[Saved data entries]
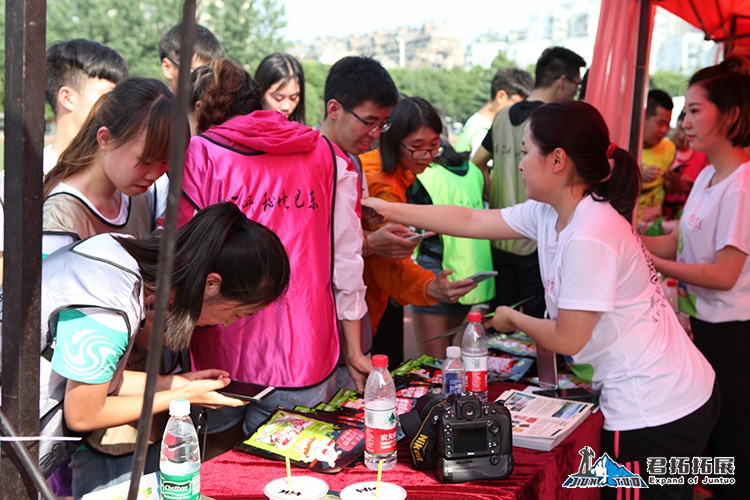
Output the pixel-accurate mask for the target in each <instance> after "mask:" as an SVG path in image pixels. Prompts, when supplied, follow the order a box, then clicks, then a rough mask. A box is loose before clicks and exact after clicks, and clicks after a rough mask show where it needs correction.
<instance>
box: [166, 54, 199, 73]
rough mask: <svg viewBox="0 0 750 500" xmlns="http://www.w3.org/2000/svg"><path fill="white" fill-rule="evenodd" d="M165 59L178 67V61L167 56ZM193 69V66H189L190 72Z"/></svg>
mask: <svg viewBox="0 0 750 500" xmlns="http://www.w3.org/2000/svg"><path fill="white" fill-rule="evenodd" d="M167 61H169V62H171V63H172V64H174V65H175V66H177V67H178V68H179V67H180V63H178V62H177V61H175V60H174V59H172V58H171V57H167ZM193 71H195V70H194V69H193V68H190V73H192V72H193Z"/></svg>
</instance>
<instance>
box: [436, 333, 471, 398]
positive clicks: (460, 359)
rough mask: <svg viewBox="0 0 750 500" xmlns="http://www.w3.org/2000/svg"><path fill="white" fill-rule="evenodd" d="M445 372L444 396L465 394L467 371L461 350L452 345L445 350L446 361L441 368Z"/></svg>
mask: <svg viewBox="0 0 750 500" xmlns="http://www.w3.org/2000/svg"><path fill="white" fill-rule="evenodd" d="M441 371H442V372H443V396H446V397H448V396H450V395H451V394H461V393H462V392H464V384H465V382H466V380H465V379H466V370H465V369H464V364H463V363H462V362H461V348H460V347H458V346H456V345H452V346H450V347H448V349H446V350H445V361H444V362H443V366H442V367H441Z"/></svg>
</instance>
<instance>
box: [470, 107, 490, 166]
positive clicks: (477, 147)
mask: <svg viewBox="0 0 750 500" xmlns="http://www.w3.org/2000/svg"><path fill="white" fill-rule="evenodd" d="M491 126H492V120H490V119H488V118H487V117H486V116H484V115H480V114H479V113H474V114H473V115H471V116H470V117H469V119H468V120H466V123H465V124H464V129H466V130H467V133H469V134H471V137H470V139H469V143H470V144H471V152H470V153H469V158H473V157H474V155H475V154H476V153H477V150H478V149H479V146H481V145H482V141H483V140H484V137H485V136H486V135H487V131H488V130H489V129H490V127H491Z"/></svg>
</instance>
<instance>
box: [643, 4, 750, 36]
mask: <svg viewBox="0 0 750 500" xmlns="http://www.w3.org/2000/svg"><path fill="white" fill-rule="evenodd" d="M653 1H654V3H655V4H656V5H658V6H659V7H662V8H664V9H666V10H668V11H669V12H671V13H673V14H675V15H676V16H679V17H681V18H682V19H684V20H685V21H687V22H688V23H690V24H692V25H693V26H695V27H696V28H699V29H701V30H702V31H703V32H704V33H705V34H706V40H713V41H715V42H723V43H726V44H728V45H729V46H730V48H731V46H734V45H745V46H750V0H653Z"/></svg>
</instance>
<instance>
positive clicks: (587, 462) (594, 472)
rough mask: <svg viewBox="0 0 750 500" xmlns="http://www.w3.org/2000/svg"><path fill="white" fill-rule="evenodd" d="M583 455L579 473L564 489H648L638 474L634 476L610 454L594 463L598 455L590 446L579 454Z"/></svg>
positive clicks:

...

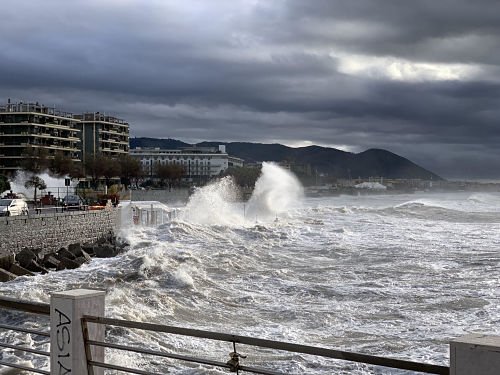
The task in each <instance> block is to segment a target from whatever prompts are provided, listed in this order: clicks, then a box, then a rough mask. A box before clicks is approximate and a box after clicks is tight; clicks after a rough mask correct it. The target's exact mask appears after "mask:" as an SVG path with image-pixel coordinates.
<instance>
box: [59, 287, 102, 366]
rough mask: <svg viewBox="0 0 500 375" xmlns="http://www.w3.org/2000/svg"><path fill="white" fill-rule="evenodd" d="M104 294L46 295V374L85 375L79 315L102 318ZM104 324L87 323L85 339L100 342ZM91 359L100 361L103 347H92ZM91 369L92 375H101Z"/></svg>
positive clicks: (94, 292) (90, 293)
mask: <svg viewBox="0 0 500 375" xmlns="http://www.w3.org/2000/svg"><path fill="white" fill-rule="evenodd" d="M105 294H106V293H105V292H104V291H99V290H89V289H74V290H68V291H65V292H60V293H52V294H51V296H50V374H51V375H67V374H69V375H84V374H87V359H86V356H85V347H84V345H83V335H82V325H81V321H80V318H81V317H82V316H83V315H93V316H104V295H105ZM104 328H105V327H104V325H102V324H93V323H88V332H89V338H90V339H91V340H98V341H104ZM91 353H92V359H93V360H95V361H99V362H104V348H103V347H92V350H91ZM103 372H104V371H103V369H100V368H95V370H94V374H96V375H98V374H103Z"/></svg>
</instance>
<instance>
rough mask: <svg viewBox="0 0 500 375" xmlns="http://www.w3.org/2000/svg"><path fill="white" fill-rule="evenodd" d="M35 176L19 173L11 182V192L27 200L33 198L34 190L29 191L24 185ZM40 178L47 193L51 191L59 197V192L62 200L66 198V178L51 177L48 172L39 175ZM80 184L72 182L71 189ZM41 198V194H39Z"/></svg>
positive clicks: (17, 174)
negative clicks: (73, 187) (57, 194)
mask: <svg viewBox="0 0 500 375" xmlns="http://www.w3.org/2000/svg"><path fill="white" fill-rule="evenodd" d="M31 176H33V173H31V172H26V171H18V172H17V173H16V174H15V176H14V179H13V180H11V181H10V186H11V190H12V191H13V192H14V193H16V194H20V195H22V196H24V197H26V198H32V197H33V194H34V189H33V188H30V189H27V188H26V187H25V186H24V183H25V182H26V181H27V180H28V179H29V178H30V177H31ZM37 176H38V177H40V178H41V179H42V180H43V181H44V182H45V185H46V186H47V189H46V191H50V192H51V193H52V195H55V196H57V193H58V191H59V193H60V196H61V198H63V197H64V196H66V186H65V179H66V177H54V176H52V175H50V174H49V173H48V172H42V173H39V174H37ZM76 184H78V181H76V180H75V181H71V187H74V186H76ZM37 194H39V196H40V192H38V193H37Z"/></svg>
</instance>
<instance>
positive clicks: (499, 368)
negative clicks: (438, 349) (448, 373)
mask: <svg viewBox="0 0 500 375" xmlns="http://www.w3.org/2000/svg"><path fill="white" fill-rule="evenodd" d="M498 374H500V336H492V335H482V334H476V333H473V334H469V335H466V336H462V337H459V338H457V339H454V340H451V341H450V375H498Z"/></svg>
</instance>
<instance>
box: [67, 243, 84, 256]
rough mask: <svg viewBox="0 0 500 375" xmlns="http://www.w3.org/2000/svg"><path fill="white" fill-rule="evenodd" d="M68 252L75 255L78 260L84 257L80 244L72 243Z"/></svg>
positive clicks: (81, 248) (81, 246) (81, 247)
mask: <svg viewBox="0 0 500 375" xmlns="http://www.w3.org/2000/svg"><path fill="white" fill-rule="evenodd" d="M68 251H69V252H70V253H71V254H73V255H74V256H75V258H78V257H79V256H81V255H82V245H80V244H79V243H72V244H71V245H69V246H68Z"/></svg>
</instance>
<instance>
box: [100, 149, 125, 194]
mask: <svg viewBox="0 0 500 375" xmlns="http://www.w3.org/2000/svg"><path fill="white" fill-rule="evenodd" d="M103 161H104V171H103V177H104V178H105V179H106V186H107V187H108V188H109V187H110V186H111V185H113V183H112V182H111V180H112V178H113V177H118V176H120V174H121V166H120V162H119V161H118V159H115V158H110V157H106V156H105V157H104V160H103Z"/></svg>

...

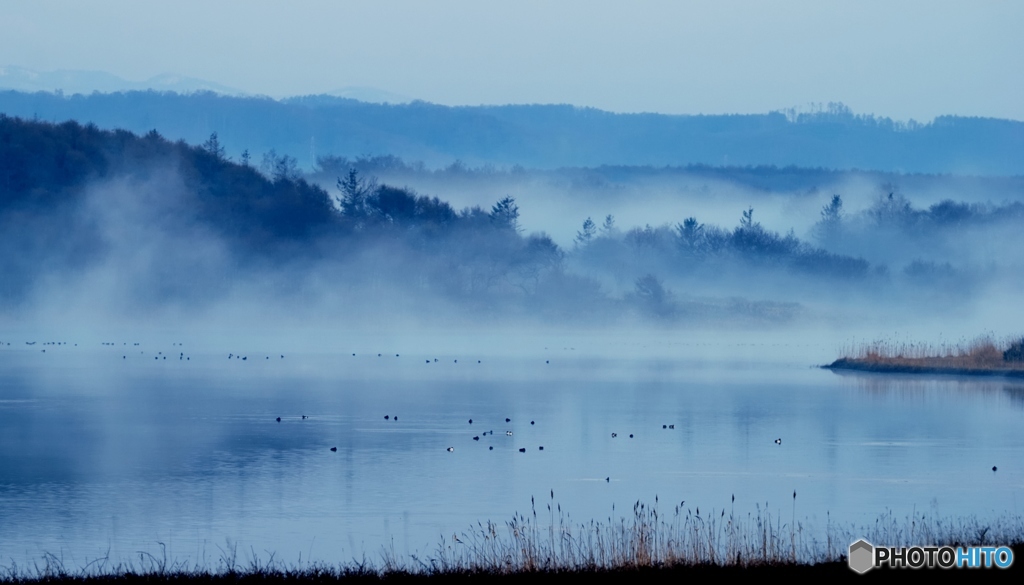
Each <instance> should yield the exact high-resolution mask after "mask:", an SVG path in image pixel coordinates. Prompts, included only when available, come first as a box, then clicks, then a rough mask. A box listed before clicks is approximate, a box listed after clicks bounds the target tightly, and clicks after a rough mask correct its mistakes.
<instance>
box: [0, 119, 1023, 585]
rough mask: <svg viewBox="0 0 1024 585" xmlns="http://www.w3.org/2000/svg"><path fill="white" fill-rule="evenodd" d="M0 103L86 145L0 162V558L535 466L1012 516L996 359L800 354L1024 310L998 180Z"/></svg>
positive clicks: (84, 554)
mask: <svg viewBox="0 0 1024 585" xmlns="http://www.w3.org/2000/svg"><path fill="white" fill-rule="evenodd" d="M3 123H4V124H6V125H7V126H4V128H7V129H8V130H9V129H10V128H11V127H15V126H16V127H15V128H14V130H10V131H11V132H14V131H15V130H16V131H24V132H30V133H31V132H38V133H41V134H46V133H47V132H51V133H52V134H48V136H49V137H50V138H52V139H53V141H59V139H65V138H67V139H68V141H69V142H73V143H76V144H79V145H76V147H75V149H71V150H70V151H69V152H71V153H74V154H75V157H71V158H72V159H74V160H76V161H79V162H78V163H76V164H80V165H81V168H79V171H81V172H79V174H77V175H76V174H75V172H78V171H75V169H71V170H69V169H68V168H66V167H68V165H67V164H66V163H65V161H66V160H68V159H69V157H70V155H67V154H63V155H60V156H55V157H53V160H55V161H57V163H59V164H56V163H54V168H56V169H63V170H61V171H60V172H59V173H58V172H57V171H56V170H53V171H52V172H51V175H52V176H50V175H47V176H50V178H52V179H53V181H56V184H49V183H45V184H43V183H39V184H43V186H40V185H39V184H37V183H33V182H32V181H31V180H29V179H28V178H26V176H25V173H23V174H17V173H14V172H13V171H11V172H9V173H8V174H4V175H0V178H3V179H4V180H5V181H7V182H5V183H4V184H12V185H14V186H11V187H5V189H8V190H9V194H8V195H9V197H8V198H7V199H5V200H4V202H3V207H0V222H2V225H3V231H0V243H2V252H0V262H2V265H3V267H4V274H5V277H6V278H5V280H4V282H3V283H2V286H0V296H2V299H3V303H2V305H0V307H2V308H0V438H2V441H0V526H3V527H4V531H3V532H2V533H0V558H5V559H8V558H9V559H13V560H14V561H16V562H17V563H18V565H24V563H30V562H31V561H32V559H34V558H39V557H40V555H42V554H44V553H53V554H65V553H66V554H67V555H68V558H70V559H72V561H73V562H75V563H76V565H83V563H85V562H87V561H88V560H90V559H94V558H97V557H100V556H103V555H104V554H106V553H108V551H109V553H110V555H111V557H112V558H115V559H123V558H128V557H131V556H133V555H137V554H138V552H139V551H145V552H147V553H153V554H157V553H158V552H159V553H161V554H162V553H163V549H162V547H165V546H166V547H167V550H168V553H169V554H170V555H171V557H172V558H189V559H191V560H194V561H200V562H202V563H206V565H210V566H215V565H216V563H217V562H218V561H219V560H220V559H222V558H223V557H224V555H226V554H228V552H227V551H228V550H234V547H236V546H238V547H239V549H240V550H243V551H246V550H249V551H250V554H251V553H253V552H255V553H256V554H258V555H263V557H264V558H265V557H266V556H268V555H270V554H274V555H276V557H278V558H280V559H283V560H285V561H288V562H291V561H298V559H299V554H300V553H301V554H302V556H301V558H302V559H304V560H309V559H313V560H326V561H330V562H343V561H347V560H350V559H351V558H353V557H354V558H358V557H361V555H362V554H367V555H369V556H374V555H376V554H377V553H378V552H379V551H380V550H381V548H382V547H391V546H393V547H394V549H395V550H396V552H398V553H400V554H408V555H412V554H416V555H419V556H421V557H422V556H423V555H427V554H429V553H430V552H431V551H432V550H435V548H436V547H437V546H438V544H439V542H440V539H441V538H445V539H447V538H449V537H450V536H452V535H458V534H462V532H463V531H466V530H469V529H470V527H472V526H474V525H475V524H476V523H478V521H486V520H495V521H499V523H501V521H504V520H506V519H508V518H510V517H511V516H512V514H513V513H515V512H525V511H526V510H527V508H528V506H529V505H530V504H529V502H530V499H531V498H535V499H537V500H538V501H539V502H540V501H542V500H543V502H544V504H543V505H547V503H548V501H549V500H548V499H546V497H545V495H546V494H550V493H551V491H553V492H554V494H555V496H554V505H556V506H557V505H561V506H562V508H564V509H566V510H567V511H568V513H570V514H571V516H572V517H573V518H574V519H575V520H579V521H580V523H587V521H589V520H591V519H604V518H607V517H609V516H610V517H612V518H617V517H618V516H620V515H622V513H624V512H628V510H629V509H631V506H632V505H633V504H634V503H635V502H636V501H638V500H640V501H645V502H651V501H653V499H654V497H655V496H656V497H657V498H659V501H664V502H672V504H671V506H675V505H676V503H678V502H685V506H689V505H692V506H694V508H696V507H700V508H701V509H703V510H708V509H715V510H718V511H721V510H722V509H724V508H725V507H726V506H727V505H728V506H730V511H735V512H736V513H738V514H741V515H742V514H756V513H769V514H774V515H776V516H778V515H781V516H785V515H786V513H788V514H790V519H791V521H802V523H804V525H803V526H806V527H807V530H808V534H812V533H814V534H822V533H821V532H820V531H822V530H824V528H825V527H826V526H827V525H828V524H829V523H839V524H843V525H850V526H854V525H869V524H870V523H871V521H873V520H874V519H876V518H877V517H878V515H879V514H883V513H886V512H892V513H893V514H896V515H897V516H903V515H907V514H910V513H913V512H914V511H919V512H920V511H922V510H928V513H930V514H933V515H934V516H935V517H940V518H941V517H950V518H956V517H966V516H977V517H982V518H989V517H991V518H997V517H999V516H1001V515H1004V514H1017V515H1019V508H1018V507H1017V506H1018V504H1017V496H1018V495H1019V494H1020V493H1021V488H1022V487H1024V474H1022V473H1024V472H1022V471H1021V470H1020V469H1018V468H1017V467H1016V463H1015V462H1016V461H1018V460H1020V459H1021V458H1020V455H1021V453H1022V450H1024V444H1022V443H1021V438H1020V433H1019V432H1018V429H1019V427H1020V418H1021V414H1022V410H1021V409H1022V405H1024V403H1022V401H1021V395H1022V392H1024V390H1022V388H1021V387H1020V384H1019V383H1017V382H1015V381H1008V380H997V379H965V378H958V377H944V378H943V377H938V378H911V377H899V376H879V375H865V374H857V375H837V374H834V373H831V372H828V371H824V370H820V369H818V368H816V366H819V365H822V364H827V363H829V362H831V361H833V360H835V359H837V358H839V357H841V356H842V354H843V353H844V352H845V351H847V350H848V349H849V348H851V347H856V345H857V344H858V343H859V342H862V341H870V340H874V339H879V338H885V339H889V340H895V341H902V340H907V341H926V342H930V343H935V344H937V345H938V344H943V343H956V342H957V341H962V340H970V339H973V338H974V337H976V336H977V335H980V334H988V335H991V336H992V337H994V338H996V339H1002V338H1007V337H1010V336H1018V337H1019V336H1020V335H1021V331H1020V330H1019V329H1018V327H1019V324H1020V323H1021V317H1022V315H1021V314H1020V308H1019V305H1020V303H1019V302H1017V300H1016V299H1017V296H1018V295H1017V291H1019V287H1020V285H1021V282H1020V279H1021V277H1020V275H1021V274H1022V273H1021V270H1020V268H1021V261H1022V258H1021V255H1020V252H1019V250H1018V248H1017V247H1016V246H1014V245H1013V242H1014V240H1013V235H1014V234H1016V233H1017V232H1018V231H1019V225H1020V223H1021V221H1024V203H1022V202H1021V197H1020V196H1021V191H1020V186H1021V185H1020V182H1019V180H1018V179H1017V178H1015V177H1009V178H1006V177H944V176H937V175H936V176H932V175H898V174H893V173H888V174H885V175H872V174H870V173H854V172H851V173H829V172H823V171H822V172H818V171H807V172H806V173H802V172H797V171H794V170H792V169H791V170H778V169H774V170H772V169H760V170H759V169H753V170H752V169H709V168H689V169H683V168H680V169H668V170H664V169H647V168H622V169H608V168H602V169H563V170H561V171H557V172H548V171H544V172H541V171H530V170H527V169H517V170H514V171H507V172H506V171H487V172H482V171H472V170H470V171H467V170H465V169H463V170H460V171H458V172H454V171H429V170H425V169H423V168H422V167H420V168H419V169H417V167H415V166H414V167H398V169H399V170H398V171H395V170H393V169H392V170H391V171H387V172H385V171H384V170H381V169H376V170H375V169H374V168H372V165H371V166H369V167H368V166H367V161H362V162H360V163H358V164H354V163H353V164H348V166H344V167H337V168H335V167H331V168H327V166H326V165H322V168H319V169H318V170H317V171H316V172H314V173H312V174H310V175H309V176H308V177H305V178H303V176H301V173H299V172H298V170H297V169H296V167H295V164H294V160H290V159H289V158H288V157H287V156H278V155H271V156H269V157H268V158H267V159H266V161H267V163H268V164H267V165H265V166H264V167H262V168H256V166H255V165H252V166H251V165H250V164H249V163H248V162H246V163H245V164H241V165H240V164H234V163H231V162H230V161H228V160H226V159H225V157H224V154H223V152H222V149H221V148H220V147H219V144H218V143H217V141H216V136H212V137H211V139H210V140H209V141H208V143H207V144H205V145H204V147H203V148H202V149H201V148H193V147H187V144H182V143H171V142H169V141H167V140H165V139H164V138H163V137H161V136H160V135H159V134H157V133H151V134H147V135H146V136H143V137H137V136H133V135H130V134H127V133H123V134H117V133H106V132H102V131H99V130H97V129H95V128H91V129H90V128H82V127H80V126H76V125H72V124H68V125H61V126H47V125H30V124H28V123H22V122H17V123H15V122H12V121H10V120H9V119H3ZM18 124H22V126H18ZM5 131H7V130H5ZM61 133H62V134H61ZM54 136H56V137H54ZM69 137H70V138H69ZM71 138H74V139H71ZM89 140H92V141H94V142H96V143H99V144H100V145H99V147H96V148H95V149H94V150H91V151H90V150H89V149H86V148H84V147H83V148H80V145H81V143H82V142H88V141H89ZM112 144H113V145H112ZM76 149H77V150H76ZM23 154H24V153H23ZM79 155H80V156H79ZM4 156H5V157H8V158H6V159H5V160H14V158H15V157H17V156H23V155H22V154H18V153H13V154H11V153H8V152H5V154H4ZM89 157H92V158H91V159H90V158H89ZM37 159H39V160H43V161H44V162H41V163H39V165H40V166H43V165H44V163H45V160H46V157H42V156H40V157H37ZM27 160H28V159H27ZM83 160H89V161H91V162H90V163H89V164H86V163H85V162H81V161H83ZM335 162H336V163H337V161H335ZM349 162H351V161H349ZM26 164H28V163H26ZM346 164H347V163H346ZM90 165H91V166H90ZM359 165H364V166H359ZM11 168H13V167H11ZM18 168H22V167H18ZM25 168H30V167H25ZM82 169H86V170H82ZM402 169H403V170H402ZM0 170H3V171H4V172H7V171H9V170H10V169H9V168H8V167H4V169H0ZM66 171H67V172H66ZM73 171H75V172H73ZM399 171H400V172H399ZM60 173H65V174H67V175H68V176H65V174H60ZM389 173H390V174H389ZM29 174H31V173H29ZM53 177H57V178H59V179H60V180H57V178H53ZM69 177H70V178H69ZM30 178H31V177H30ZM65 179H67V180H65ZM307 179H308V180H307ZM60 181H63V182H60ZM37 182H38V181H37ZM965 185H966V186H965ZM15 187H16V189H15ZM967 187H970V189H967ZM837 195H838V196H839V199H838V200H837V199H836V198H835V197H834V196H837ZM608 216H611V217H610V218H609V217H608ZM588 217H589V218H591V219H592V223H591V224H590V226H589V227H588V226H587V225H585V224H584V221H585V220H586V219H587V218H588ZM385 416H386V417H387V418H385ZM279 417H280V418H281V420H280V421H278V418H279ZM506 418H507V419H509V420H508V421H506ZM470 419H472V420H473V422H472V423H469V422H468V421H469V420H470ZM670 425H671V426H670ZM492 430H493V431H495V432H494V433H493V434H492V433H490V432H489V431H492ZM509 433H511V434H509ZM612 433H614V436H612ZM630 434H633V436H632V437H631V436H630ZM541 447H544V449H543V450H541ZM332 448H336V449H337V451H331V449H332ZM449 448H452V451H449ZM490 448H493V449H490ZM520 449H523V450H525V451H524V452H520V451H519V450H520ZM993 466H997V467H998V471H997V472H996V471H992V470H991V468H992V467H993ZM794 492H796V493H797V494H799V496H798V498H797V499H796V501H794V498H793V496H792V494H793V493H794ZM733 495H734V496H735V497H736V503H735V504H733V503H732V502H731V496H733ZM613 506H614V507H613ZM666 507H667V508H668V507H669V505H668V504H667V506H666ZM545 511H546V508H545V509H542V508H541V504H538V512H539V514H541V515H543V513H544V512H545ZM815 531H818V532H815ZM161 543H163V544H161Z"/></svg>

▶ _Your assignment_:
Go through the records above and count the lines with the word "exact" in them. Answer with the number only.

▶ _Exercise solution_:
3